What this task involves.
Count the lines in the listing below that contain the string 'single'. How many are there? Reply with the number alone.

Provided records.
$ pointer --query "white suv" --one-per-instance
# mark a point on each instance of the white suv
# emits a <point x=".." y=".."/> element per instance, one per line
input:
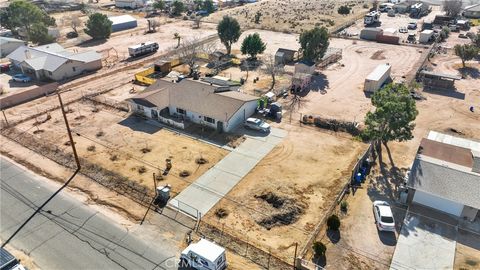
<point x="257" y="124"/>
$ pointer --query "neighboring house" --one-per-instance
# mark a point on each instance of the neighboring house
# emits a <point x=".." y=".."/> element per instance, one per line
<point x="446" y="176"/>
<point x="194" y="101"/>
<point x="132" y="4"/>
<point x="8" y="45"/>
<point x="53" y="62"/>
<point x="284" y="56"/>
<point x="122" y="22"/>
<point x="472" y="11"/>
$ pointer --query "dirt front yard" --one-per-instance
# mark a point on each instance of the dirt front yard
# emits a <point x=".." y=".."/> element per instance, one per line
<point x="282" y="199"/>
<point x="128" y="145"/>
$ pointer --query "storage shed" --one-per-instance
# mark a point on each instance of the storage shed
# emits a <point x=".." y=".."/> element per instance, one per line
<point x="370" y="33"/>
<point x="377" y="78"/>
<point x="425" y="36"/>
<point x="122" y="22"/>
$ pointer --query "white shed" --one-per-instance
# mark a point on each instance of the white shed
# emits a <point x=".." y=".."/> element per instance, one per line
<point x="377" y="78"/>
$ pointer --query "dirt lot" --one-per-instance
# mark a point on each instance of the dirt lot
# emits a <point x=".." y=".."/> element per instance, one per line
<point x="128" y="145"/>
<point x="281" y="200"/>
<point x="289" y="15"/>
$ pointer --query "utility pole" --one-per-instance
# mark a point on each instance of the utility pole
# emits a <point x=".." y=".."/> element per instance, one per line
<point x="72" y="143"/>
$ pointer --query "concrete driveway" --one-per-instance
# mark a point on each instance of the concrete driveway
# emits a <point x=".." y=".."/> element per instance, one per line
<point x="198" y="198"/>
<point x="424" y="244"/>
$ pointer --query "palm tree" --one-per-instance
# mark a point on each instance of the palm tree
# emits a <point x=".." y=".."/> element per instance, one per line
<point x="177" y="37"/>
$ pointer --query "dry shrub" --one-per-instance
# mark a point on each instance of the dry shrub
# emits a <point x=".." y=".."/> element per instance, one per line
<point x="184" y="173"/>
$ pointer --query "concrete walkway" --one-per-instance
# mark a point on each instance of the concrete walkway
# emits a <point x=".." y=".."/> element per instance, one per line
<point x="213" y="185"/>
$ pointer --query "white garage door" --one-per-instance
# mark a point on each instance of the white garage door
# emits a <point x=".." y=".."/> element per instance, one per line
<point x="438" y="203"/>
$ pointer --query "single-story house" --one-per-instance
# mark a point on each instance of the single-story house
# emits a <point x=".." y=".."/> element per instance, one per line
<point x="53" y="62"/>
<point x="445" y="176"/>
<point x="194" y="101"/>
<point x="8" y="45"/>
<point x="472" y="11"/>
<point x="284" y="56"/>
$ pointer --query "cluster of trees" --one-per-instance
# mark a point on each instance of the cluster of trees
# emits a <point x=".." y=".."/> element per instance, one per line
<point x="24" y="18"/>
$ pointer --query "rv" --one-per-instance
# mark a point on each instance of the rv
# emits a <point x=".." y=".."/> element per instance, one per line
<point x="372" y="18"/>
<point x="142" y="49"/>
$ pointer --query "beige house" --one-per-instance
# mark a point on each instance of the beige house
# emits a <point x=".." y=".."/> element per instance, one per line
<point x="53" y="62"/>
<point x="189" y="101"/>
<point x="8" y="45"/>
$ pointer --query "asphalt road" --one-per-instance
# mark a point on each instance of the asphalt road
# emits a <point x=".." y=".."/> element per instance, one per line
<point x="69" y="234"/>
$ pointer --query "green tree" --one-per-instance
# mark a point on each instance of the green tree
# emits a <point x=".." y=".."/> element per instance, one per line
<point x="178" y="8"/>
<point x="466" y="52"/>
<point x="159" y="4"/>
<point x="208" y="6"/>
<point x="39" y="34"/>
<point x="344" y="10"/>
<point x="314" y="43"/>
<point x="229" y="32"/>
<point x="98" y="26"/>
<point x="25" y="15"/>
<point x="392" y="120"/>
<point x="253" y="45"/>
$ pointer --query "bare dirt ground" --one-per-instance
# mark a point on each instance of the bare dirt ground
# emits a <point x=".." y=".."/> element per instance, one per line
<point x="293" y="184"/>
<point x="290" y="16"/>
<point x="128" y="145"/>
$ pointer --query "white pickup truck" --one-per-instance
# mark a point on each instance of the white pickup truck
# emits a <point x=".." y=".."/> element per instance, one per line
<point x="203" y="255"/>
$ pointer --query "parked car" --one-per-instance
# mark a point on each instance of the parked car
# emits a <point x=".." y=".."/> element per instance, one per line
<point x="257" y="124"/>
<point x="21" y="78"/>
<point x="383" y="216"/>
<point x="412" y="25"/>
<point x="72" y="34"/>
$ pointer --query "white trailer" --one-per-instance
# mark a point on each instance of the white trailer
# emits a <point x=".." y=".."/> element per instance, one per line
<point x="371" y="18"/>
<point x="142" y="49"/>
<point x="377" y="78"/>
<point x="204" y="255"/>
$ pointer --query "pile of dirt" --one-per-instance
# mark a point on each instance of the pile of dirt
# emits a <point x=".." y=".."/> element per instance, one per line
<point x="278" y="210"/>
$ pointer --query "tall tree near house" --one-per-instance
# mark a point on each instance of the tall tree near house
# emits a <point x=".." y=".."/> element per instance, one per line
<point x="178" y="38"/>
<point x="392" y="120"/>
<point x="272" y="69"/>
<point x="314" y="43"/>
<point x="159" y="4"/>
<point x="98" y="26"/>
<point x="178" y="8"/>
<point x="253" y="45"/>
<point x="229" y="32"/>
<point x="452" y="7"/>
<point x="466" y="52"/>
<point x="24" y="15"/>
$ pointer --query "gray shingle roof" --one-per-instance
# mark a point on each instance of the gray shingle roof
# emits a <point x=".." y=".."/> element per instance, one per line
<point x="194" y="96"/>
<point x="446" y="180"/>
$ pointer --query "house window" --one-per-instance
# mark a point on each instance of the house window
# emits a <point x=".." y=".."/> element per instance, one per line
<point x="209" y="120"/>
<point x="181" y="111"/>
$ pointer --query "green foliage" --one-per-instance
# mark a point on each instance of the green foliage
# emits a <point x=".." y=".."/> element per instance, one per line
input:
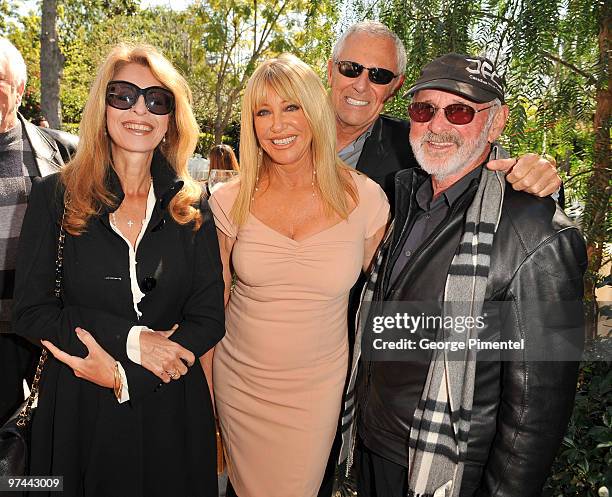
<point x="584" y="463"/>
<point x="215" y="44"/>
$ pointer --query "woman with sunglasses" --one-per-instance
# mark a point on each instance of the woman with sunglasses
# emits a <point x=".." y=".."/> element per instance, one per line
<point x="297" y="227"/>
<point x="121" y="410"/>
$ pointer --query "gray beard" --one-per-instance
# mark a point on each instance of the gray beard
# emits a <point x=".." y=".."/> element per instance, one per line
<point x="467" y="152"/>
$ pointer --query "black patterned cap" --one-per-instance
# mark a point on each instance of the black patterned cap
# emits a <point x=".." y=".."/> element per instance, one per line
<point x="474" y="78"/>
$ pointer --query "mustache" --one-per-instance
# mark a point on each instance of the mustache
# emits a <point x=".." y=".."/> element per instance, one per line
<point x="446" y="137"/>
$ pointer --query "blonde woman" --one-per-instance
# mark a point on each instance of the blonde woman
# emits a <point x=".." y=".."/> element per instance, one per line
<point x="297" y="228"/>
<point x="121" y="411"/>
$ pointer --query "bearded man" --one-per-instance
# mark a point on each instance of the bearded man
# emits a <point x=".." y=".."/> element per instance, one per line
<point x="472" y="424"/>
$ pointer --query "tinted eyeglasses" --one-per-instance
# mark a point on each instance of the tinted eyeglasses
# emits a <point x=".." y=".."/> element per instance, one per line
<point x="123" y="95"/>
<point x="423" y="112"/>
<point x="376" y="75"/>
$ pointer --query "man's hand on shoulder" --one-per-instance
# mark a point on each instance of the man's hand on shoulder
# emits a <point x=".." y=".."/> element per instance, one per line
<point x="530" y="173"/>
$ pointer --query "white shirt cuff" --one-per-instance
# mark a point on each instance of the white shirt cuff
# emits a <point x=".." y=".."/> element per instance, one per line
<point x="133" y="343"/>
<point x="125" y="393"/>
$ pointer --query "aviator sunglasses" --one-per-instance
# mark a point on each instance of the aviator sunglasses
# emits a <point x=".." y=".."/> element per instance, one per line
<point x="423" y="112"/>
<point x="376" y="75"/>
<point x="123" y="95"/>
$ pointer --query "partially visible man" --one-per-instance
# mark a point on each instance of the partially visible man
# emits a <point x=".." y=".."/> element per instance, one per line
<point x="432" y="424"/>
<point x="26" y="151"/>
<point x="365" y="71"/>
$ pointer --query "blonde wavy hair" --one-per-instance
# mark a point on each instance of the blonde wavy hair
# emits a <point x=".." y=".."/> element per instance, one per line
<point x="85" y="175"/>
<point x="294" y="81"/>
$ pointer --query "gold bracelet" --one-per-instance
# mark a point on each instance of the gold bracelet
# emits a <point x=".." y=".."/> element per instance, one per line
<point x="118" y="383"/>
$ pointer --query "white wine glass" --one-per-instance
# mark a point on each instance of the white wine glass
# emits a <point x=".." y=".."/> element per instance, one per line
<point x="216" y="177"/>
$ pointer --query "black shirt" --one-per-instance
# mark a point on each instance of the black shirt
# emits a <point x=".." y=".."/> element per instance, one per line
<point x="431" y="213"/>
<point x="382" y="428"/>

Output below.
2